### [Instructions for the task]
Your job is to return each record exactly, minus any pictures.

### [Entries shown]
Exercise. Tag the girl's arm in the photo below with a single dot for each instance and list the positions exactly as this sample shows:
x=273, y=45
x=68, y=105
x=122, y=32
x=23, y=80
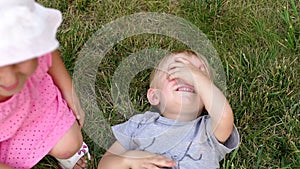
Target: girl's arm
x=117, y=157
x=63, y=81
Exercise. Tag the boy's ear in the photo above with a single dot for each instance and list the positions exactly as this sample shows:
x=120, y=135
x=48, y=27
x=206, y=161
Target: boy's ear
x=153, y=97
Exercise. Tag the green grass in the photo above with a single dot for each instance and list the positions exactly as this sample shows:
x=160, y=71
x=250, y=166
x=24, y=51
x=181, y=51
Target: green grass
x=258, y=43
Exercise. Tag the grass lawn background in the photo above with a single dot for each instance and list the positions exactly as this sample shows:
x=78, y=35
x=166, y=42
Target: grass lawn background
x=258, y=43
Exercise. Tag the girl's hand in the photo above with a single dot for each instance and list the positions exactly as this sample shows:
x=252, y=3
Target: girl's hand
x=147, y=160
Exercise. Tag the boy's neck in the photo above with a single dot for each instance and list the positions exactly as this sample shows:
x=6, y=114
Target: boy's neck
x=180, y=116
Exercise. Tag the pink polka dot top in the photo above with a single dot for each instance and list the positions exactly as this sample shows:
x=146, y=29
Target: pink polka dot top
x=33, y=120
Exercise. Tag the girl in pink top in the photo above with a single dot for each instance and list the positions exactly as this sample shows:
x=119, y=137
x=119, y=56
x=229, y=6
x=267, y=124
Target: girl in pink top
x=38, y=109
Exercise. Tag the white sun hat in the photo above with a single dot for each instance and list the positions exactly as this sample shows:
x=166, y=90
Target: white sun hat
x=27, y=30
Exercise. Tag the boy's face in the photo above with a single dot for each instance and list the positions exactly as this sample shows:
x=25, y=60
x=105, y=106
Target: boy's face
x=13, y=77
x=176, y=96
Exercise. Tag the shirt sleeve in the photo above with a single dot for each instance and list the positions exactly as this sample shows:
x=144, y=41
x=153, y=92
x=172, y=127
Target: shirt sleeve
x=125, y=132
x=222, y=149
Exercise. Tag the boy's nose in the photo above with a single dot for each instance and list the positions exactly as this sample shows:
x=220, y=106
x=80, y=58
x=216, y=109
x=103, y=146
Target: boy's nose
x=7, y=77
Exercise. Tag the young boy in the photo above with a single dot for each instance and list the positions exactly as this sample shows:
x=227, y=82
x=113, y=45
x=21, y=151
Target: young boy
x=177, y=136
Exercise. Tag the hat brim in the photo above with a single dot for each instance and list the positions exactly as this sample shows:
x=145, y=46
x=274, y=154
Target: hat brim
x=27, y=43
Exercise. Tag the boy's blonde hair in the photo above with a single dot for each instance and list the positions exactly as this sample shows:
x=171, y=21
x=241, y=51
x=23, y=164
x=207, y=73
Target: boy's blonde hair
x=154, y=77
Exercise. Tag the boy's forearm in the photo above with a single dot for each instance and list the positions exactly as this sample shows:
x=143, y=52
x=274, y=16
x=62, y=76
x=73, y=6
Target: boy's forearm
x=218, y=108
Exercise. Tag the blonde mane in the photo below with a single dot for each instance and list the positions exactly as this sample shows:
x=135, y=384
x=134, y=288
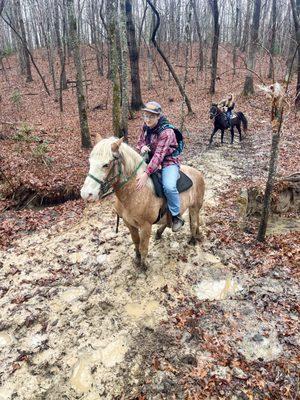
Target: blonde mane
x=102, y=151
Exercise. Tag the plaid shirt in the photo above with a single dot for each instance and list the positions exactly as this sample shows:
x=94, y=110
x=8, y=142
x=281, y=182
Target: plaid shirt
x=161, y=146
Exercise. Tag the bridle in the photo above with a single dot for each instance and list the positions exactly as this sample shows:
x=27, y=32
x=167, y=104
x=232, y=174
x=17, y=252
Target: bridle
x=111, y=177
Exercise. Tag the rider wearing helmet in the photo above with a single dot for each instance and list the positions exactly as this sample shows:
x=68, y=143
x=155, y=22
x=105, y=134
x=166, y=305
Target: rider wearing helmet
x=160, y=141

### [Answer to this exercise]
Exercise. Tag the girl's arm in the photo below with a single dot for each instance and list the positions exactly as this sample shows:
x=273, y=45
x=68, y=105
x=122, y=32
x=23, y=80
Target: girl's arm
x=117, y=157
x=63, y=81
Exercise. Tag the boy's ear in the photo above with a single dot for each instance and list the positions exactly as this sample shows:
x=120, y=135
x=48, y=27
x=206, y=161
Target: boy's ear
x=153, y=97
Exercise. Tag the green grass in the photo above with a single dot for each instance and list the positions exactly as this sample shows:
x=160, y=71
x=250, y=166
x=24, y=51
x=181, y=51
Target: green grass
x=258, y=43
Exercise. Tag the grass lawn background in the photo above with a single dot for each instance and list the positions exactly as this sample shows:
x=78, y=35
x=166, y=42
Target: grass lawn background
x=258, y=43
Exercise. Tag the girl's hand in the photo above with a single dot for each instance and list the positions exactly as this sample shows:
x=252, y=3
Target: girl's hand
x=147, y=160
Exercise. Tag the boy's neck in the photo above with a single dot for each instance and list the positions exactly as this sample shows:
x=6, y=114
Target: boy's neck
x=180, y=116
Exercise. Tag the pink polka dot top in the photo above with a single dot for each instance and list the positions exactly as this sample shows:
x=146, y=29
Target: pink polka dot top
x=33, y=120
Exercise. Tag the girl in pink top in the photo above with a single dot for each instance and list the positions exactly as this sample shows:
x=119, y=137
x=119, y=56
x=229, y=6
x=267, y=124
Target: girl in pink top
x=38, y=109
Exercise. Tag the white sun hat in the photo above with a single dot for each instance and list the positions exactly as this sample shows:
x=166, y=90
Target: white sun hat
x=27, y=30
Exercise. Tag the boy's face in the photo above with a single dot for each instance and list the positions exactly as this sample shows:
x=25, y=60
x=105, y=106
Target: boy's face
x=13, y=77
x=176, y=96
Exercise. Tag the shirt sleeve in the photo above with a single dot for each instance and list the positions exactly as this sample shows:
x=144, y=41
x=153, y=92
x=172, y=127
Target: shirt sleeve
x=125, y=132
x=222, y=149
Exercise. Tag the boy's nose in the photo above with a single dot for each instance and list the positions exactly as this sample shows:
x=220, y=106
x=80, y=58
x=216, y=109
x=103, y=146
Target: boy's nose
x=7, y=77
Exercise. Tag the young boy in the photo above with a single dot for each instance and list the positions exactly as this sample shows:
x=227, y=82
x=113, y=45
x=21, y=151
Target: young boy
x=177, y=136
Exercise. Tag the hat brim in the photo above with a single dot for each instance and list the positions exactly as this sample shows:
x=145, y=46
x=274, y=154
Target: hat brim
x=27, y=43
Exercise. Tag the boy's blonde hair in the photo above with a single dot for each instance and list the positions exactly as this sample shows:
x=171, y=21
x=241, y=51
x=23, y=164
x=207, y=73
Target: boy's blonde hair
x=154, y=77
Exercise. Tag the boy's forearm in the photo above with a single dot for each instance and list the positions exactly as this sample shows:
x=143, y=52
x=274, y=16
x=62, y=76
x=73, y=6
Target: boy's forearm
x=218, y=108
Exercise. Tag the blonde mane in the photo below with a single dot for each instance and list the positions exactly as this sample shows:
x=135, y=384
x=134, y=288
Target: blonde mane
x=102, y=151
Exercise. Tag the plaid shirt in the photo above with a single dot for each instance and list the positions exactly as this sample shows:
x=94, y=110
x=8, y=142
x=281, y=182
Target: plaid shirt
x=161, y=146
Exercise. Tag the bridle in the photo above with a single dot for each instance and list the positions exactly as this sample shows:
x=27, y=32
x=167, y=104
x=232, y=174
x=17, y=252
Target: bridle
x=111, y=177
Exercise. Tag the rider wearing helmet in the photo above with a single dot for each instance and list the positions exactly as this sample shows:
x=68, y=143
x=155, y=22
x=105, y=134
x=166, y=305
Target: rider wearing helmet
x=160, y=141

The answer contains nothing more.